GIVEN PASSAGE ▸
***

Appendix D. Answers to Exercises
Science offers the best answers
Note: All mistakes in this appendix are deliberate <joke>.
CHAPTER 1
1.1 Yes, it is. Good design benefits the user, and to some extent the DBMS as well, but the relational model as such doesn’t care how the database happens to be designed, just so long as it doesn’t violate any of the precepts of the relational model—in particular, so long as the objects it has to deal with are indeed relations and not something else (which, sadly, they often are in SQL).
1.2 See Chapter 15.
1.3 See Chapter 4 and Chapter 5.
1.4 Yes (see Chapter 4 and Chapter 5).
1.5 No. (Actually, it’s not even true that every binary relvar is in 2NF. See Exercise 4.6.)
1.6 No (see Chapter 9 and Chapter 10).
1.7 No a fortiori, given the answer to Exercise 1.5.
1.8 No (see Chapter 13).
1.9 No (see Chapter 13).

***

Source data
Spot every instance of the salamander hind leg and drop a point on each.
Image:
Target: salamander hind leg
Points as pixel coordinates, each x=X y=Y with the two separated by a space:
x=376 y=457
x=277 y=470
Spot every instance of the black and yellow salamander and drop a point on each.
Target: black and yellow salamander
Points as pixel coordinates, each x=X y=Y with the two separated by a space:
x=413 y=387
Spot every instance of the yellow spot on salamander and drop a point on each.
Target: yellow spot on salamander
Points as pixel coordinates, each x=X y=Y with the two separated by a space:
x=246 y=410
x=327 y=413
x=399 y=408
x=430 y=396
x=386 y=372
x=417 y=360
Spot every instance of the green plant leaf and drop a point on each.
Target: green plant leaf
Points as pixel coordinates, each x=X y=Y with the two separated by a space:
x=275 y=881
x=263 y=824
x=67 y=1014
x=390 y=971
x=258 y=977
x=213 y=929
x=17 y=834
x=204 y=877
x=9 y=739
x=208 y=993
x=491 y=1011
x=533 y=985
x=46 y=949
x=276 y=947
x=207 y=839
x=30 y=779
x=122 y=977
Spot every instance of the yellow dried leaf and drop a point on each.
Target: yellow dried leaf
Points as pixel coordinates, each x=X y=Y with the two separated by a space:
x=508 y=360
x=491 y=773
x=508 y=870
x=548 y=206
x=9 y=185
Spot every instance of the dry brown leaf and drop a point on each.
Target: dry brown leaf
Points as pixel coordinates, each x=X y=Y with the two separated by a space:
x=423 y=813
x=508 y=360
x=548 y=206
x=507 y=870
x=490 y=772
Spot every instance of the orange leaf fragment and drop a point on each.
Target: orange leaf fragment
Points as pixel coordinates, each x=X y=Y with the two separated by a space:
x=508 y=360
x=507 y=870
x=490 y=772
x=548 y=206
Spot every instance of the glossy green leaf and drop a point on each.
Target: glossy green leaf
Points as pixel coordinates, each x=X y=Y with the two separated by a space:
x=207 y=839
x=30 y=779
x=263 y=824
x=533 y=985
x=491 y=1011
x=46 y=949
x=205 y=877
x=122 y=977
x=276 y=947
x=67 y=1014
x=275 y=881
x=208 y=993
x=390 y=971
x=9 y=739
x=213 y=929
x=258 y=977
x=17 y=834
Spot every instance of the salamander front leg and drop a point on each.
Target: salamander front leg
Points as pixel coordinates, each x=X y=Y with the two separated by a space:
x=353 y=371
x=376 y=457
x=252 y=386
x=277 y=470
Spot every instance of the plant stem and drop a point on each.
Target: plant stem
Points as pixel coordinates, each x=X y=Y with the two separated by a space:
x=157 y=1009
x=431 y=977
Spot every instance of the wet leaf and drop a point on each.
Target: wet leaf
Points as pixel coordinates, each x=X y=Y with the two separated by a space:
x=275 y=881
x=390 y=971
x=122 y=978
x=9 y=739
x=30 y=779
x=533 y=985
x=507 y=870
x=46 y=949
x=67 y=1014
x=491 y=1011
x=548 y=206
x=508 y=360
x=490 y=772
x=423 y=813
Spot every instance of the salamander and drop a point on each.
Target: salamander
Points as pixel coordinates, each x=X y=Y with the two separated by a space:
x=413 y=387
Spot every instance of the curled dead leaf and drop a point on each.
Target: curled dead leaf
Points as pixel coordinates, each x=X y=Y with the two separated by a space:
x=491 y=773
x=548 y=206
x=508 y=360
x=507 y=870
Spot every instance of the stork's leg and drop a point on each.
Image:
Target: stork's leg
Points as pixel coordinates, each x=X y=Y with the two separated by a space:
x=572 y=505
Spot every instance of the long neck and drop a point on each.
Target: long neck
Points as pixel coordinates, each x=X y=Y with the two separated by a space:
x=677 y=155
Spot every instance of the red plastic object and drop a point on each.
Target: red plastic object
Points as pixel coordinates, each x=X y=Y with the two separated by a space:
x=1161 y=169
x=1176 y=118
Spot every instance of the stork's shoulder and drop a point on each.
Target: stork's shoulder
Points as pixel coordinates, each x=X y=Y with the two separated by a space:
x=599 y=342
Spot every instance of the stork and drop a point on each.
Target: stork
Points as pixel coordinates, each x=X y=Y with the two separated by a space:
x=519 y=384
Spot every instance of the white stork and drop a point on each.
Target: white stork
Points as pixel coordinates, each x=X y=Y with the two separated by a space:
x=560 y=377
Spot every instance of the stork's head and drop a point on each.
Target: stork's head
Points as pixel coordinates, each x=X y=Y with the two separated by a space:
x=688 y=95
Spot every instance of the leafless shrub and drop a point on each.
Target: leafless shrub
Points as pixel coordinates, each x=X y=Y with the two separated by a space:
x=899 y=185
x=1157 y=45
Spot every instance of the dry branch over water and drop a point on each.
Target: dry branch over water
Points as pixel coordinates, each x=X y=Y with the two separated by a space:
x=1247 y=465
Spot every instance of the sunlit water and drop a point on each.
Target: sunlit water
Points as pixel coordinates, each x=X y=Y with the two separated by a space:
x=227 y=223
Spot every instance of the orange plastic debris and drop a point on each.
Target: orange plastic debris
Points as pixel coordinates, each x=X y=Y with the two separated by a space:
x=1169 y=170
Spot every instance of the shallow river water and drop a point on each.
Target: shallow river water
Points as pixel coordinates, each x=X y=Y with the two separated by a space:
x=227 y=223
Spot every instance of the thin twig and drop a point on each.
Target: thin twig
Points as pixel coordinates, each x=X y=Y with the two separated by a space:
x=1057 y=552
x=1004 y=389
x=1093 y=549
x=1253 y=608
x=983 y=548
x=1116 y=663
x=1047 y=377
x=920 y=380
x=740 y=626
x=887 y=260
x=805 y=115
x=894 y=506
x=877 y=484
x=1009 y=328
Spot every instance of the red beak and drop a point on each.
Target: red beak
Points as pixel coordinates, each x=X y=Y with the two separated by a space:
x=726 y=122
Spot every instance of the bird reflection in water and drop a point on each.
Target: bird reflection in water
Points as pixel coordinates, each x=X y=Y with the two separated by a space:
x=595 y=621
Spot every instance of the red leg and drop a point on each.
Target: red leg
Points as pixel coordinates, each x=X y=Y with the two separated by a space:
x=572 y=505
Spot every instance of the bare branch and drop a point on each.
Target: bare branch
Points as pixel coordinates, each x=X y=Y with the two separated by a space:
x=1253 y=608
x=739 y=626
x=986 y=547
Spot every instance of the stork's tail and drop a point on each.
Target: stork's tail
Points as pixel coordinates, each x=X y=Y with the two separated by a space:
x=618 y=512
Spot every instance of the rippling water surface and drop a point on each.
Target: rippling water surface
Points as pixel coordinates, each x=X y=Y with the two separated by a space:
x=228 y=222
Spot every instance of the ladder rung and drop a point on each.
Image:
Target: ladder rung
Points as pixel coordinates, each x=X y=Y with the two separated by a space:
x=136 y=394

***

CHALLENGE A ▸
Answer these questions from the appendix:
(i) Which chapter does the appendix give for Exercise 1.2?
(ii) What does the appendix say is not even true of every binary relvar?
(iii) Which chapter does the appendix cite for both Exercise 1.8 and Exercise 1.9?
CHALLENGE B ▸
Summarize the appendix in two sentences.
CHALLENGE C ▸
Return the part of the appendix starting with "1.5 No. (Actually, it’s" and going on through "to Exercise 1.5.".

CORRECT RESULT A ▸
(i) Chapter 15.
(ii) It is not true that every binary relvar is in 2NF.
(iii) Chapter 13.

CORRECT RESULT B ▸
The appendix gives answers to the Chapter 1 exercises and says, as a joke, that all its mistakes are deliberate. Its first answer holds that the relational model doesn't care how a database is designed as long as it doesn't violate the model's precepts, and the remaining answers are short replies, mostly a yes or a no, that point to other chapters or exercises.

CORRECT RESULT C ▸
1.5 No. (Actually, it’s not even true that every binary relvar is in 2NF. See Exercise 4.6.)
1.6 No (see Chapter 9 and Chapter 10).
1.7 No a fortiori, given the answer to Exercise 1.5.